■ ATTIVITÀ DA SVOLGERE ■
a. Riscrivi il passo dell'articolo sugli alunni fragili cominciando da "Al di là di" e proseguendo fino a "dei più fragili?", sostituendo "scuola italiana" con "scuola pubblica".
b. Indica se ciascuna affermazione concorda con l'articolo sugli alunni fragili. Rispondi sì o no e cita le parole dell'articolo che lo dimostrano.
(i) I bambini ospiti delle comunità di Arché hanno un giardino all'aperto.
(ii) Per le scuole è facile contattare e motivare gli altri bambini.
(iii) Le difficoltà di alcuni alunni possono essere legate a disturbi dell'apprendimento.
c. Prosegui l'articolo sugli alunni fragili a partire dall'ultima frase riportata.

■ TESTO PROPOSTO ■
In queste settimane di isolamento a causa dell’emergenza Covid19, sono i bambini che vivono in condizioni di fragilità i più esposti al pericolo di perdersi tutto ciò che la scuola può offrire

di Andrea Genzone

Li chiamano alunni difficili, problematici, fragili. Sono quei bambini e ragazzi che fanno più fatica ad imparare, integrarsi nella classe, tenere un comportamento conforme alle aspettative. Spesso provengono da contesti familiari conflittuali, disgregati, segnati da povertà economica e culturale. Talvolta vivono in quartieri difficili e possono avere alle spalle storie di migrazione, sradicamento, discriminazione. In altri casi le difficoltà possono essere legate a disabilità più o meno gravi, disturbi dell’apprendimento o dello spettro autistico.

Tutti loro partono con una pesante eredità, ma hanno una stessa ancora di salvezza, almeno in teoria. Si chiama scuola, ed è il luogo in cui si impara a vivere con se stessi e con gli altri, ad affrontare le difficoltà e a trovare soluzioni.

In queste settimane di isolamento a causa dell’emergenza Covid-19, sono proprio loro i più esposti al pericolo di perdersi tutto ciò che la scuola può offrire. Dal semplice, ma importante, tempo passato lontano dal contesto di origine, alla relazione con in compagni; passando per la didattica, a cui forse non riusciranno a stare dietro attraverso i mezzi tecnologici, se accanto non hanno qualcuno in grado di guidarli e incoraggiarli.

In questo senso, pur con tutte le difficoltà che la vita in comunità comporta, i bambini ospiti delle comunità di Arché hanno questa guida, sono coinvolti dalle educatrici in attività creative, hanno un giardino all’aperto. Per gli altri la situazione è più complessa, spesso per le scuole è difficile contattarli e motivarli.

Al di là di questo momento eccezionale, il tema è comunque sempre aperto: come si pone la scuola italiana rispetto all’inclusione degli alunni più fragili? È in grado di offrire a tutti le stesse opportunità, prestando la dovuta attenzione alle esigenze particolari dei più fragili?

[Voci estratte]
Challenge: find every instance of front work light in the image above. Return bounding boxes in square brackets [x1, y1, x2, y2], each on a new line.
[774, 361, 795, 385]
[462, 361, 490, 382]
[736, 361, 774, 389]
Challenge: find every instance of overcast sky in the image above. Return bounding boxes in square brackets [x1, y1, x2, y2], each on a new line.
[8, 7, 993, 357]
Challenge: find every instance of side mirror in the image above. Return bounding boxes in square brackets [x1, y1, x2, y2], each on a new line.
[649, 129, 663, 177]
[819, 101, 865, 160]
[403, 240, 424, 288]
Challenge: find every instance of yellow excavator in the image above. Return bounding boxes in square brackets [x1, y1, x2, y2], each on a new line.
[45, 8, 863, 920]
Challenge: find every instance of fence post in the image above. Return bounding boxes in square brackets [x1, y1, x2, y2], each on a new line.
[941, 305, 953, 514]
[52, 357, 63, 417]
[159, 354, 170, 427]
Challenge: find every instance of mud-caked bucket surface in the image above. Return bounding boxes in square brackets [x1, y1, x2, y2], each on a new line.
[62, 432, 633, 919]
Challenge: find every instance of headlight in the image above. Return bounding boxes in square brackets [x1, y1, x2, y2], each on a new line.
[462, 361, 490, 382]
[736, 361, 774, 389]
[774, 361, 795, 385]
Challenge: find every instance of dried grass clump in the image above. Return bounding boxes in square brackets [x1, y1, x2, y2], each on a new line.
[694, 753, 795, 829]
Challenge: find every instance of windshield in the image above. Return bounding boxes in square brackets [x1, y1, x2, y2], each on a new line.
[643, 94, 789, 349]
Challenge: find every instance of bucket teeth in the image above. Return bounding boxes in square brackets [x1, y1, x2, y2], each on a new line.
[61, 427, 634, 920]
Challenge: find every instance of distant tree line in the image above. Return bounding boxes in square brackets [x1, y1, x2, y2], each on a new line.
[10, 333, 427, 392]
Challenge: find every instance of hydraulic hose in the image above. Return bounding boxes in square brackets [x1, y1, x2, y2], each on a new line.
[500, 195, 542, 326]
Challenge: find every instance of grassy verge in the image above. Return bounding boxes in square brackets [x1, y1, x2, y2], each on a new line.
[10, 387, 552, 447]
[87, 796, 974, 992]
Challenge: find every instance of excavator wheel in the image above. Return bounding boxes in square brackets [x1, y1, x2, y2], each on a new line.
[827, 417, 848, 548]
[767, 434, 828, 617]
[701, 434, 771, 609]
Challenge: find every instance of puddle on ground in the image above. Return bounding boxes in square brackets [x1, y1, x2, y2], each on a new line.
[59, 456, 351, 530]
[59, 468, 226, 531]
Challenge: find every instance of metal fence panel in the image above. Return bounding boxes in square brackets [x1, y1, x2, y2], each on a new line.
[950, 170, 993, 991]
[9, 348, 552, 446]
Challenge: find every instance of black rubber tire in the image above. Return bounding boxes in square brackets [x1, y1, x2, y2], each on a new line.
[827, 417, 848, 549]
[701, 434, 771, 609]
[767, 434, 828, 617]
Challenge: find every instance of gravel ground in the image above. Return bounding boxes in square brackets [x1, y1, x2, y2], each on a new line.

■ SOLUZIONI PROPOSTE ■
a.
Al di là di questo momento eccezionale, il tema è comunque sempre aperto: come si pone la scuola pubblica rispetto all’inclusione degli alunni più fragili? È in grado di offrire a tutti le stesse opportunità, prestando la dovuta attenzione alle esigenze particolari dei più fragili?

b.
(i) Sì: "hanno un giardino all’aperto".
(ii) No: "spesso per le scuole è difficile contattarli e motivarli".
(iii) Sì: "In altri casi le difficoltà possono essere legate a disabilità più o meno gravi, disturbi dell’apprendimento o dello spettro autistico."

c.
Scuola e alunni fragili: cosa dicono i dati?
Stando ai dati e ai rapporti sul tema, sembra di no, sembra che la scuola italiana non riesca a garantire pari opportunità a tutti. Secondo il rapporto di Save the Children Nuotare contro corrente: povertà educativa e resilienza in Italia “esiste una stretta correlazione tra condizioni socio economiche difficili e insuccessi nell’apprendimento. Una correlazione estremamente allarmante, se consideriamo che in Italia un milione trecentomila bambini – il 12,5% – vivono in condizioni di povertà assoluta.”

Confermano la presenza di disuguaglianze i dati Eurostat, secondo cui nel 2018 il 14,5% dei giovani italiani tra i 18 e i 24 anni ha abbandonato precocemente la scuola (media europea 10,6%), evidenziando che si tratta soprattutto di alunni maschi, con cittadinanza non italiana, residenti nel Mezzogiorno e in ritardo scolastico.

Secondo i dati OCSE-PISA, inoltre, l’Italia è caratterizzata da una seria debolezza nelle competenze in lettura e scienze, correlata con l’origine famigliare e territoriale. In altre parole, le scarse prestazioni degli alunni italiani sono condizionate dall’esclusione sociale e culturale nella quale vivono.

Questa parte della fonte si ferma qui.